* Exercise details: Set down the final stretch of the data, from the line that holds "Mark each instance of the green grass" through the last line, both included, with pictures left out.
-------- Material for this exercise
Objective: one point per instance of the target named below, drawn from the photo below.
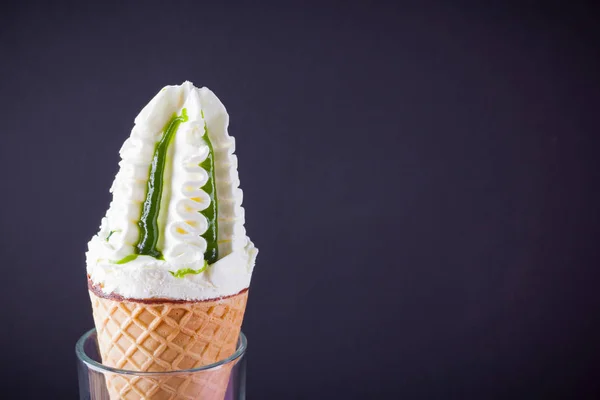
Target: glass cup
(224, 380)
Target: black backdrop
(421, 183)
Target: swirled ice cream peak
(175, 226)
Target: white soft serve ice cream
(175, 226)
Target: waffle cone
(162, 336)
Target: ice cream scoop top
(175, 226)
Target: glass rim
(99, 367)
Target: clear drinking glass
(224, 380)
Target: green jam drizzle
(126, 259)
(211, 255)
(148, 222)
(185, 271)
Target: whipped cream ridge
(175, 226)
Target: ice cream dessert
(169, 269)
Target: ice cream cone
(167, 335)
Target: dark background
(421, 182)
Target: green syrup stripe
(148, 222)
(211, 255)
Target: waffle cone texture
(161, 336)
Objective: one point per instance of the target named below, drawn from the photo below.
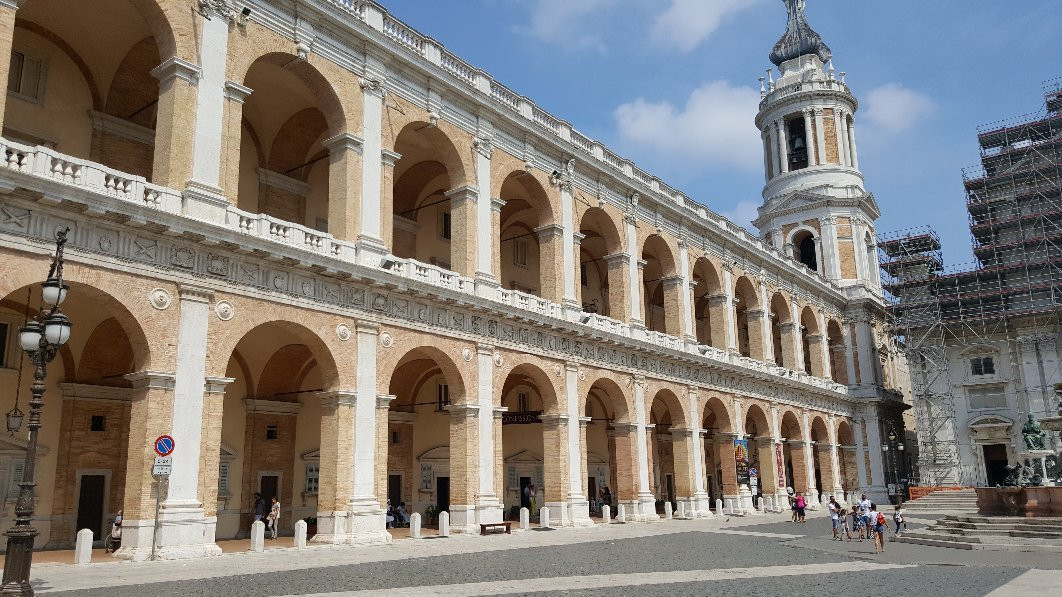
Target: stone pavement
(756, 555)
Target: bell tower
(816, 208)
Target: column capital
(237, 92)
(343, 141)
(337, 398)
(180, 68)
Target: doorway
(995, 463)
(443, 489)
(90, 505)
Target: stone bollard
(301, 534)
(444, 524)
(83, 548)
(258, 536)
(414, 525)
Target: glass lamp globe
(57, 329)
(53, 291)
(29, 337)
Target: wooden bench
(483, 527)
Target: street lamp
(40, 338)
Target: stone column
(634, 277)
(808, 138)
(677, 303)
(232, 140)
(489, 507)
(647, 510)
(464, 464)
(820, 138)
(555, 464)
(174, 121)
(575, 438)
(371, 245)
(366, 517)
(344, 184)
(336, 481)
(463, 218)
(486, 242)
(205, 183)
(780, 125)
(151, 414)
(550, 244)
(619, 280)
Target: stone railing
(100, 182)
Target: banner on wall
(741, 460)
(780, 463)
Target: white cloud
(715, 128)
(742, 214)
(686, 23)
(892, 108)
(564, 22)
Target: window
(312, 477)
(520, 254)
(982, 365)
(24, 77)
(444, 395)
(987, 396)
(4, 339)
(223, 478)
(444, 228)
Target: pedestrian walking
(274, 516)
(835, 517)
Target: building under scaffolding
(983, 342)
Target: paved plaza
(751, 556)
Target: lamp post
(40, 339)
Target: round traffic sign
(164, 445)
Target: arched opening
(425, 220)
(757, 430)
(793, 451)
(284, 165)
(84, 440)
(609, 441)
(524, 241)
(270, 438)
(798, 140)
(838, 364)
(601, 267)
(749, 318)
(806, 250)
(82, 86)
(530, 443)
(782, 331)
(709, 302)
(720, 471)
(420, 464)
(660, 287)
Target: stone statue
(1034, 437)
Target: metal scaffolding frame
(1014, 205)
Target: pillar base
(185, 532)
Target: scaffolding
(1014, 205)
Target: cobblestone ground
(743, 557)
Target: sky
(673, 85)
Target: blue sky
(672, 84)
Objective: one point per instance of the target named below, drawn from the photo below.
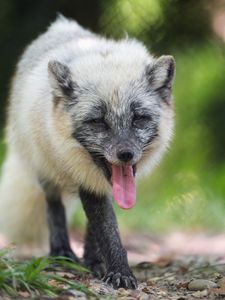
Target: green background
(187, 190)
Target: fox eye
(141, 121)
(98, 122)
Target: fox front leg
(102, 222)
(58, 234)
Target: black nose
(125, 155)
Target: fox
(87, 117)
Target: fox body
(87, 116)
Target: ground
(175, 266)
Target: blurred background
(187, 190)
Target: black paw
(65, 252)
(121, 280)
(97, 268)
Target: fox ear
(160, 75)
(61, 80)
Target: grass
(35, 277)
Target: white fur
(39, 134)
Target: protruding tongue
(124, 190)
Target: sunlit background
(187, 190)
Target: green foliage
(187, 189)
(34, 276)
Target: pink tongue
(124, 190)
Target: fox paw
(119, 280)
(68, 253)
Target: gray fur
(77, 102)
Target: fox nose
(125, 155)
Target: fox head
(121, 110)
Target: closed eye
(140, 121)
(98, 122)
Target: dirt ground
(176, 266)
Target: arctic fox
(87, 115)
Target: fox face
(118, 123)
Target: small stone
(201, 284)
(200, 294)
(221, 282)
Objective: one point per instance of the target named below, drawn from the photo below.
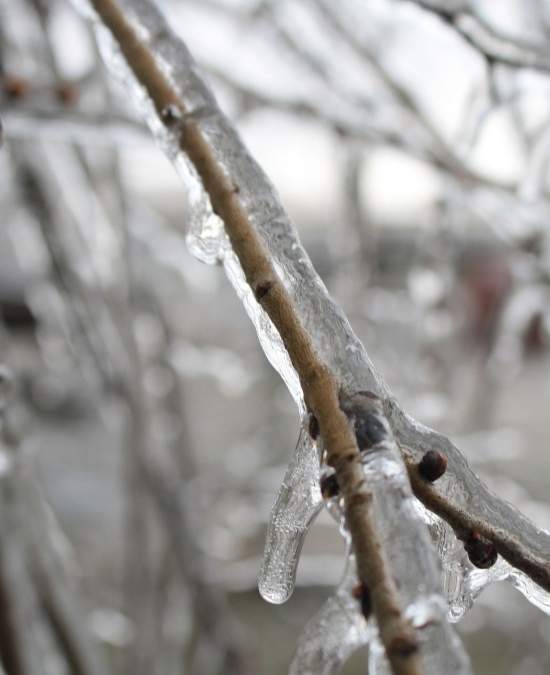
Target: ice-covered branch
(22, 121)
(302, 330)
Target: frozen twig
(23, 121)
(490, 43)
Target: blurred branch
(492, 44)
(319, 384)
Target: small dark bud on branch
(369, 431)
(262, 289)
(16, 87)
(329, 486)
(481, 552)
(433, 465)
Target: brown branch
(464, 522)
(318, 382)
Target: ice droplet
(334, 633)
(298, 502)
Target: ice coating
(335, 632)
(410, 552)
(297, 504)
(463, 488)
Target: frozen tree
(423, 534)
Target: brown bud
(362, 593)
(67, 94)
(313, 427)
(329, 486)
(433, 465)
(481, 552)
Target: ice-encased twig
(335, 632)
(330, 333)
(297, 504)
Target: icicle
(298, 502)
(335, 632)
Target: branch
(184, 113)
(490, 43)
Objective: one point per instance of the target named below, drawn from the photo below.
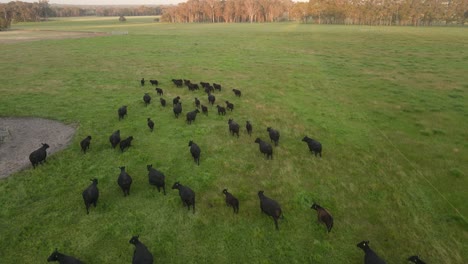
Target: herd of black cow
(268, 206)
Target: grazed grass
(388, 104)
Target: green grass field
(389, 105)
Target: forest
(348, 12)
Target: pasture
(388, 104)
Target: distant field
(389, 105)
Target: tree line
(352, 12)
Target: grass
(389, 105)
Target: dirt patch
(15, 36)
(21, 136)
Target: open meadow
(388, 104)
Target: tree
(5, 17)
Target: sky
(110, 2)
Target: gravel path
(21, 136)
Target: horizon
(112, 2)
(105, 2)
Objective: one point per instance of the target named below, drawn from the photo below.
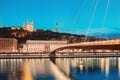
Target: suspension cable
(79, 16)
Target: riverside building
(42, 46)
(8, 45)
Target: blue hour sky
(72, 16)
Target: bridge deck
(61, 55)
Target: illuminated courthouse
(8, 45)
(42, 46)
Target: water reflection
(60, 69)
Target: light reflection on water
(60, 69)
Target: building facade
(42, 46)
(8, 45)
(29, 26)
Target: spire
(56, 27)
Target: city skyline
(72, 16)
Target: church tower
(29, 26)
(56, 27)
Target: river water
(60, 69)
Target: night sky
(72, 16)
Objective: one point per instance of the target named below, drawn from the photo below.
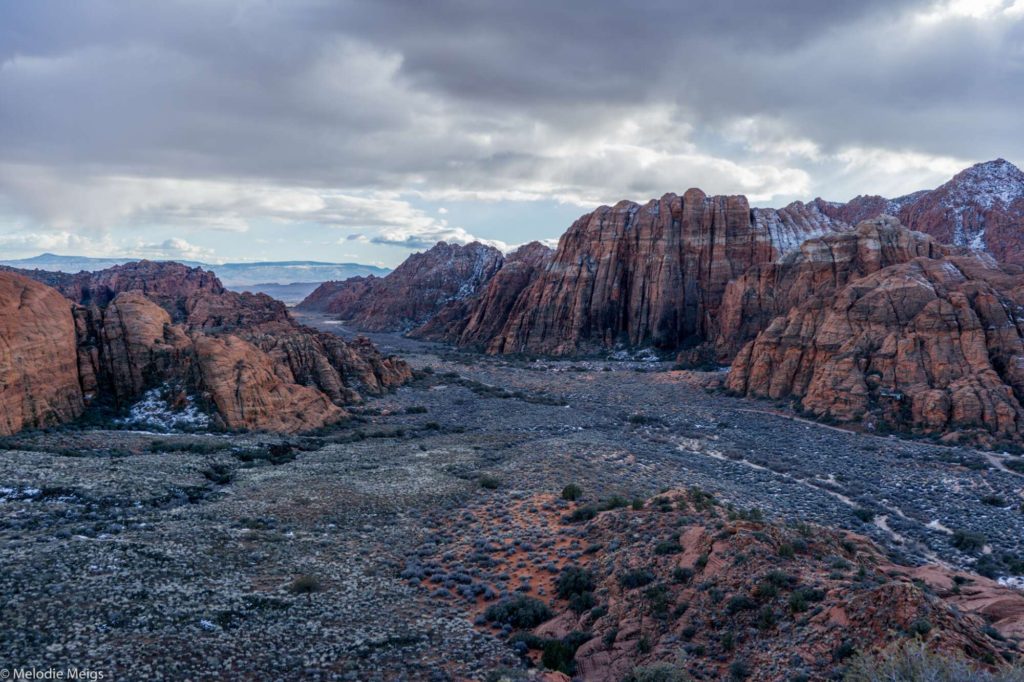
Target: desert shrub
(668, 547)
(558, 656)
(519, 611)
(739, 670)
(681, 574)
(740, 602)
(865, 515)
(220, 474)
(657, 673)
(489, 482)
(968, 542)
(912, 662)
(800, 599)
(583, 602)
(1014, 465)
(574, 580)
(636, 578)
(657, 601)
(766, 619)
(609, 637)
(571, 493)
(844, 650)
(614, 502)
(921, 627)
(582, 514)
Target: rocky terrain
(981, 207)
(932, 345)
(413, 293)
(38, 369)
(146, 327)
(657, 274)
(376, 549)
(474, 321)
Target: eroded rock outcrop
(477, 320)
(651, 274)
(412, 294)
(682, 570)
(250, 390)
(144, 325)
(982, 207)
(934, 344)
(38, 359)
(819, 267)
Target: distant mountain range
(250, 276)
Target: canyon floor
(215, 556)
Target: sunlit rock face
(144, 326)
(412, 294)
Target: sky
(342, 130)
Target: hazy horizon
(360, 132)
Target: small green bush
(574, 580)
(519, 611)
(571, 493)
(657, 673)
(636, 578)
(489, 482)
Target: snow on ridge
(154, 411)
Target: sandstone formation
(651, 274)
(244, 385)
(412, 294)
(146, 325)
(682, 572)
(38, 370)
(819, 267)
(981, 207)
(933, 344)
(475, 321)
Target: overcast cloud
(349, 130)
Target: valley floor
(156, 556)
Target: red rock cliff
(38, 360)
(651, 274)
(933, 344)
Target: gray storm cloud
(224, 113)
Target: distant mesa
(233, 275)
(892, 313)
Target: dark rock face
(144, 325)
(474, 322)
(981, 207)
(651, 274)
(38, 370)
(933, 344)
(414, 293)
(819, 267)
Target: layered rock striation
(648, 275)
(819, 267)
(934, 345)
(414, 292)
(475, 321)
(981, 208)
(39, 384)
(141, 326)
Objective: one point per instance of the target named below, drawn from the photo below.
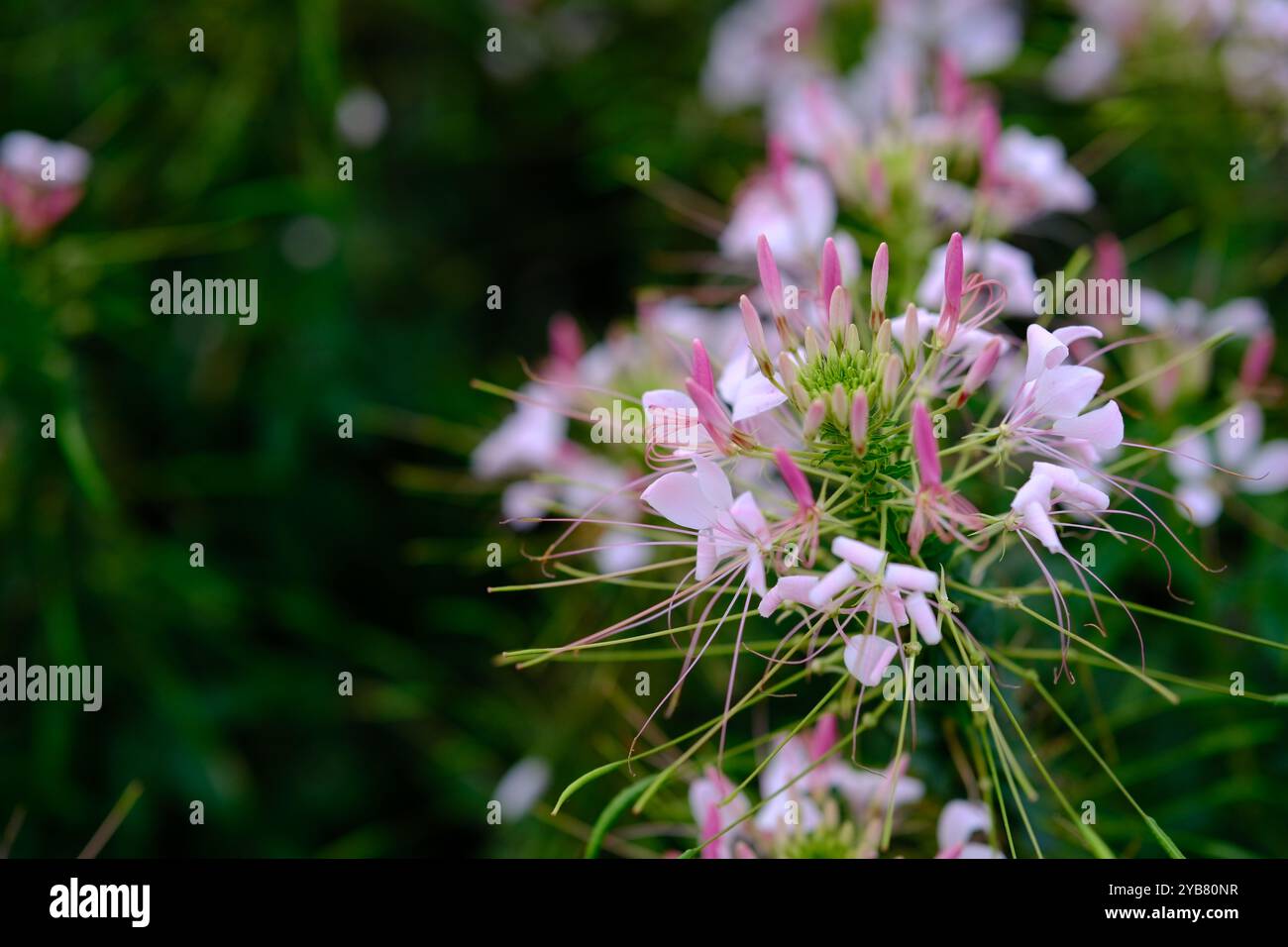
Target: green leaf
(612, 812)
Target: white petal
(911, 578)
(679, 497)
(1035, 489)
(756, 571)
(1192, 458)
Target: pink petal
(790, 589)
(1039, 525)
(1046, 351)
(679, 497)
(1270, 468)
(1234, 451)
(715, 484)
(923, 617)
(911, 578)
(1102, 428)
(831, 585)
(960, 821)
(861, 554)
(1064, 390)
(794, 478)
(923, 446)
(1070, 334)
(756, 394)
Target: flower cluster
(848, 453)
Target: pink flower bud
(923, 446)
(838, 315)
(990, 134)
(787, 368)
(840, 405)
(755, 331)
(952, 85)
(979, 369)
(952, 312)
(880, 277)
(890, 380)
(859, 421)
(1109, 261)
(814, 415)
(794, 478)
(911, 333)
(1256, 360)
(712, 415)
(769, 277)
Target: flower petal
(867, 657)
(1102, 428)
(679, 497)
(961, 819)
(1064, 390)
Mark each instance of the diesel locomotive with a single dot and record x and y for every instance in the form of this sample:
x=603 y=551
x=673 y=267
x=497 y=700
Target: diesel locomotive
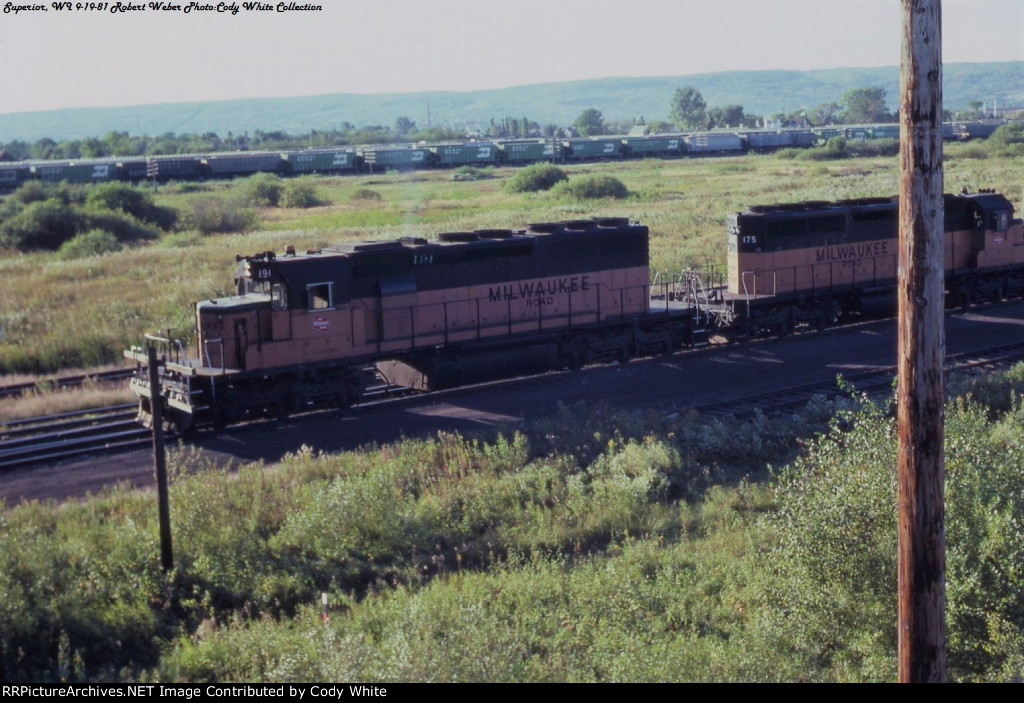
x=809 y=263
x=317 y=328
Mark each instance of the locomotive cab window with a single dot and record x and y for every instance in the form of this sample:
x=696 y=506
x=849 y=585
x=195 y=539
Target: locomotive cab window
x=320 y=296
x=279 y=297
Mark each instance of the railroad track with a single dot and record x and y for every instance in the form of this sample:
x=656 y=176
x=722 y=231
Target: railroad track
x=69 y=435
x=14 y=390
x=50 y=438
x=871 y=383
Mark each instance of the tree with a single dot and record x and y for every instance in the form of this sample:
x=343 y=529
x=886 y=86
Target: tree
x=590 y=122
x=865 y=105
x=688 y=110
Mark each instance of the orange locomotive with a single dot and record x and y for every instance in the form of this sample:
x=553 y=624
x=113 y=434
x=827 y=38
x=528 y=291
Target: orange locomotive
x=314 y=330
x=812 y=262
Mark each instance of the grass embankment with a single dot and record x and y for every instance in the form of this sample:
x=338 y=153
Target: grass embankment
x=592 y=545
x=83 y=312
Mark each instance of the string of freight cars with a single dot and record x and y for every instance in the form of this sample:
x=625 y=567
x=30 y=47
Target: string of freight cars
x=352 y=159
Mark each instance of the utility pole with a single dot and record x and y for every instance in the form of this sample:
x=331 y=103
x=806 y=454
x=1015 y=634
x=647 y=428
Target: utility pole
x=160 y=463
x=922 y=349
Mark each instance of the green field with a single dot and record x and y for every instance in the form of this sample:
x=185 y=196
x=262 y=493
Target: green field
x=589 y=545
x=82 y=312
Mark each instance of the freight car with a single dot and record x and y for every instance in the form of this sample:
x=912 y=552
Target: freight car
x=813 y=262
x=312 y=330
x=409 y=157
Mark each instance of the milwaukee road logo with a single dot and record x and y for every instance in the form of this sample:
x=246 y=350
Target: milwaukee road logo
x=849 y=252
x=541 y=290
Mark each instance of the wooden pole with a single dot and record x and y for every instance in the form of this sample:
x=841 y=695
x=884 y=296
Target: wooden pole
x=160 y=463
x=922 y=349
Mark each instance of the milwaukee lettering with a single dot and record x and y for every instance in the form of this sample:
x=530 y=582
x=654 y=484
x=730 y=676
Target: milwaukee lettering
x=847 y=252
x=539 y=289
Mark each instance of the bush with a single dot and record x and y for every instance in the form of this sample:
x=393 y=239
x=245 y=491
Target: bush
x=210 y=215
x=590 y=187
x=263 y=189
x=41 y=225
x=124 y=227
x=92 y=243
x=469 y=173
x=875 y=147
x=181 y=239
x=535 y=178
x=131 y=201
x=367 y=194
x=300 y=193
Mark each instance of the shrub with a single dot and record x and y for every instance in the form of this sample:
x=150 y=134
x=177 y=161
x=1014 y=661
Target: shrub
x=41 y=225
x=92 y=243
x=131 y=201
x=469 y=173
x=210 y=215
x=590 y=187
x=124 y=227
x=300 y=193
x=181 y=239
x=263 y=189
x=367 y=194
x=875 y=147
x=30 y=192
x=535 y=178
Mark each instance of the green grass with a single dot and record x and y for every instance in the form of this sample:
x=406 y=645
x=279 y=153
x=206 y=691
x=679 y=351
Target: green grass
x=590 y=545
x=83 y=312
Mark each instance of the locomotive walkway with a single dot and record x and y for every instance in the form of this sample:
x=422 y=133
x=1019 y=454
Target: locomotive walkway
x=734 y=379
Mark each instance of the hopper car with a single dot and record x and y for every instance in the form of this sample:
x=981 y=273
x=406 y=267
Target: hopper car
x=378 y=158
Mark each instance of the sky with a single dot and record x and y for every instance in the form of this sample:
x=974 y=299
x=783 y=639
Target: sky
x=80 y=57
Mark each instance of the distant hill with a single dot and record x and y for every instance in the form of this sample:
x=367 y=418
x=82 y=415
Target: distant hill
x=761 y=92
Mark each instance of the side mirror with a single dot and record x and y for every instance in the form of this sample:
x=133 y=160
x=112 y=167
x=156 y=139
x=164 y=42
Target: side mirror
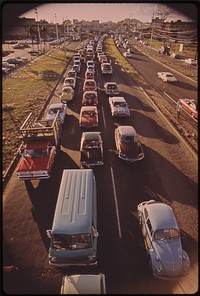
x=95 y=232
x=48 y=233
x=21 y=151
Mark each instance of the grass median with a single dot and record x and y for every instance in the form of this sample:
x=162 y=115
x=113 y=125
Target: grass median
x=26 y=91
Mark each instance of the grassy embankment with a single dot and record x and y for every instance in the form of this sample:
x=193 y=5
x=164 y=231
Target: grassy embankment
x=113 y=51
x=27 y=91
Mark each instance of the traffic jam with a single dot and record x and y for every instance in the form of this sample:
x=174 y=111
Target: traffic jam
x=43 y=141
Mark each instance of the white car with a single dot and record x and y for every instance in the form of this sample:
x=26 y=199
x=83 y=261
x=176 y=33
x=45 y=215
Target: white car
x=53 y=109
x=111 y=88
x=162 y=239
x=191 y=61
x=67 y=94
x=90 y=63
x=166 y=77
x=127 y=144
x=70 y=81
x=7 y=65
x=83 y=284
x=106 y=68
x=127 y=54
x=91 y=68
x=119 y=107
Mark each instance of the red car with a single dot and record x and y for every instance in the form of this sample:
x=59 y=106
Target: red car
----------------
* Worked answer:
Mark each instance of the green grass with a single dot and record x and y for every instance in the form of this sample:
x=406 y=645
x=279 y=153
x=206 y=691
x=679 y=351
Target: green grass
x=590 y=545
x=83 y=312
Mark each instance of the locomotive walkway with a single dot and record x and y for every instance in the form of this sample:
x=422 y=133
x=1019 y=454
Target: locomotive walkway
x=734 y=379
Mark each instance of the hopper car with a single dot and record x and y for every instance in the form of this sample:
x=981 y=273
x=406 y=267
Target: hopper car
x=378 y=158
Mark each instance of the sky with a single dot and record x and y for every instance in the form of this sample:
x=974 y=299
x=783 y=639
Target: sky
x=80 y=57
Mark each instance of the distant hill with a single dot and record x and y for every instance in the form of this sample:
x=367 y=418
x=82 y=415
Target: distant hill
x=761 y=92
Mark each instance of the side mirror with a single dot and record x and y for every instance in the form of this sample:
x=133 y=160
x=112 y=167
x=156 y=139
x=164 y=42
Target: side mirror
x=95 y=232
x=48 y=233
x=21 y=151
Mark each instance of the grass median with a single dot and record x and y for every instance in the form of this sample:
x=162 y=115
x=113 y=125
Target: grass median
x=26 y=91
Mark each instance of the grassy embankment with a single dot and record x and y for every instance in the form of this sample:
x=193 y=5
x=164 y=231
Target: grassy embankment
x=113 y=51
x=27 y=91
Mark each instance of the traffic jam with a single dot and record x and y for every instance in the form of this sample:
x=174 y=111
Target: traffic jam
x=43 y=141
Mark each instance of the white car with a single dot and record x and y for every instance in the form of this sample:
x=26 y=199
x=83 y=261
x=176 y=33
x=45 y=215
Target: white car
x=53 y=109
x=111 y=88
x=162 y=239
x=191 y=61
x=67 y=94
x=90 y=63
x=166 y=77
x=127 y=144
x=70 y=81
x=7 y=65
x=83 y=284
x=106 y=68
x=127 y=54
x=91 y=68
x=119 y=107
Mark each instance of the red car with a single dot and record x and y for every instance in the form of this sample:
x=59 y=106
Target: red car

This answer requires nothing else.